Instructions to follow —
Give the lines in the rows below as a JSON list of strings, one string per line with blank lines left out. Begin at the line that contains "like (682, 79)." and continue through the final line of the rows.

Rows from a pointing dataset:
_ _ _ _ _

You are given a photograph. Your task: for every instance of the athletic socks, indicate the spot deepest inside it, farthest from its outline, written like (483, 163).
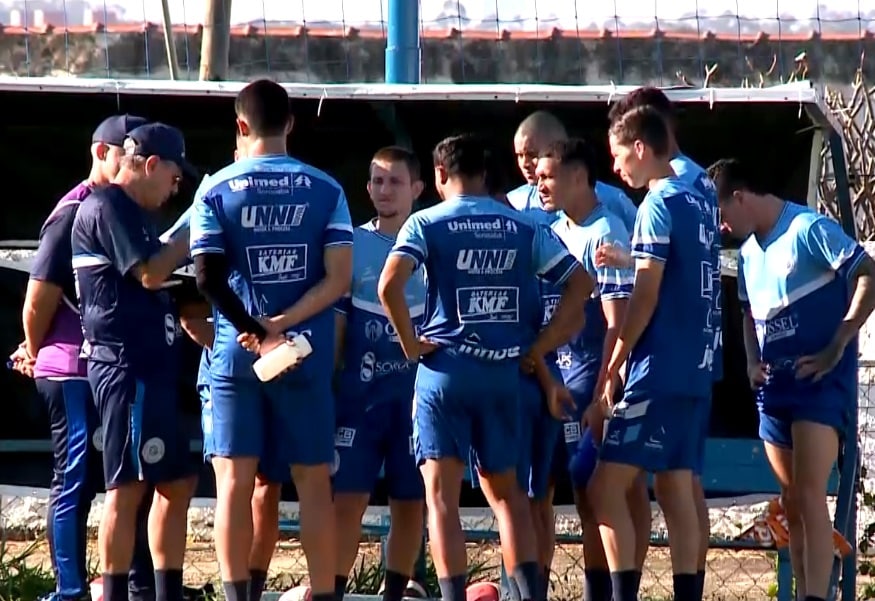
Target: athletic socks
(624, 585)
(685, 587)
(527, 576)
(452, 588)
(395, 585)
(597, 585)
(168, 585)
(257, 580)
(236, 591)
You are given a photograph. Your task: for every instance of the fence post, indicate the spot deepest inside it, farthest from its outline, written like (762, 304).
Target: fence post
(402, 42)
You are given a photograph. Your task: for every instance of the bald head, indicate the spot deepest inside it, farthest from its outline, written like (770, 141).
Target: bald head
(537, 131)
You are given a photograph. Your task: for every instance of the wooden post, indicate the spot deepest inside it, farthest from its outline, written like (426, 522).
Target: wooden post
(216, 42)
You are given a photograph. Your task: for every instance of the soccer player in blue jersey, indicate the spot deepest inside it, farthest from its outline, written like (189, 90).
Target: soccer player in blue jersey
(694, 176)
(566, 183)
(480, 260)
(806, 288)
(671, 300)
(271, 241)
(375, 385)
(53, 339)
(131, 330)
(536, 132)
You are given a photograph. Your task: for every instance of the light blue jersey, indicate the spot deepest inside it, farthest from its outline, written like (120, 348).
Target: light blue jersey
(272, 217)
(796, 283)
(581, 359)
(673, 356)
(480, 259)
(375, 369)
(694, 176)
(527, 200)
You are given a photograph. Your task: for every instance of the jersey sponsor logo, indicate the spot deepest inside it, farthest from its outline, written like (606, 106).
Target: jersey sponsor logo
(370, 368)
(277, 264)
(376, 329)
(488, 304)
(262, 184)
(551, 301)
(272, 218)
(486, 261)
(486, 354)
(496, 227)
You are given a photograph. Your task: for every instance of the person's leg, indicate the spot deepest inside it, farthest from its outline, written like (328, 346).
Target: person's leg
(237, 432)
(815, 450)
(359, 458)
(775, 431)
(302, 427)
(70, 408)
(265, 525)
(119, 402)
(406, 502)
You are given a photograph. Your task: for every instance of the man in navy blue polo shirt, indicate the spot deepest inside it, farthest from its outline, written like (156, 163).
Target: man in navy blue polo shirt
(131, 331)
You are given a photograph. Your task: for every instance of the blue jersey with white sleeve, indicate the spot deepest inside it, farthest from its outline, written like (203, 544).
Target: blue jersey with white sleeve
(581, 359)
(672, 357)
(697, 178)
(124, 324)
(272, 217)
(527, 200)
(795, 282)
(480, 259)
(375, 369)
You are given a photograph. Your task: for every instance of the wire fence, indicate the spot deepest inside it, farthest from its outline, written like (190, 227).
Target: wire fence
(665, 42)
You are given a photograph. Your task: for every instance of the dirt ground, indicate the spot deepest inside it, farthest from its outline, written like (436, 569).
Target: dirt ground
(731, 575)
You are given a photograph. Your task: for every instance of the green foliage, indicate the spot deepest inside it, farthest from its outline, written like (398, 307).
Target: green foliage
(19, 579)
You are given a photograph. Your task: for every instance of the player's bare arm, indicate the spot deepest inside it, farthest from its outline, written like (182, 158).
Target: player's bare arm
(568, 318)
(40, 302)
(396, 272)
(338, 275)
(862, 304)
(640, 309)
(153, 273)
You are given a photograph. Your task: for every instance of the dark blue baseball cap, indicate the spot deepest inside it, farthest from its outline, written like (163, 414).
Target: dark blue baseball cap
(115, 129)
(160, 140)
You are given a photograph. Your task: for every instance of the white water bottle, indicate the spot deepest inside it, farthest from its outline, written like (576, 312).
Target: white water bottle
(282, 358)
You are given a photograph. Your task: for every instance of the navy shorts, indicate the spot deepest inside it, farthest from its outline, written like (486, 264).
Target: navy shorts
(539, 432)
(282, 423)
(380, 436)
(144, 432)
(652, 432)
(463, 404)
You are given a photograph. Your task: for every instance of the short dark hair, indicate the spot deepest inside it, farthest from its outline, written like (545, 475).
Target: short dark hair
(573, 152)
(399, 154)
(645, 96)
(265, 106)
(643, 123)
(465, 155)
(731, 175)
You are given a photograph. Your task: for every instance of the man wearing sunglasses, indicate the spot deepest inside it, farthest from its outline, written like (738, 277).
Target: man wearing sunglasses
(131, 331)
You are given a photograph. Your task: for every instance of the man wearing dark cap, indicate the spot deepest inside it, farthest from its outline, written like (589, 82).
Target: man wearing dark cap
(131, 332)
(51, 348)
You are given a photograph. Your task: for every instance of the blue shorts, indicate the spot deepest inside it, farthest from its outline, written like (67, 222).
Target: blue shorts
(652, 432)
(379, 436)
(462, 403)
(280, 422)
(776, 419)
(539, 432)
(268, 468)
(144, 432)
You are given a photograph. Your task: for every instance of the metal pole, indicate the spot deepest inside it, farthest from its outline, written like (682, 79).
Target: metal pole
(169, 43)
(402, 42)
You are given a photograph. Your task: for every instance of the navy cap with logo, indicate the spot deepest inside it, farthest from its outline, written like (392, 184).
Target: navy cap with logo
(115, 129)
(160, 140)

_ _ _ _ _

Complete response —
[
  "You are given a photograph. Your task: for every instance of the metal pole, indicate the spot deepest inside it, farthest from its outline, written like (682, 79).",
  "Target: metal pole",
  "(169, 43)",
  "(402, 42)",
  "You are given a photograph. Your task: for every instance of the navy cap with logo, indicate the spot deepest inside it, farthest from its outline, written like (392, 184).",
  "Target: navy cap with logo",
  "(115, 129)",
  "(160, 140)"
]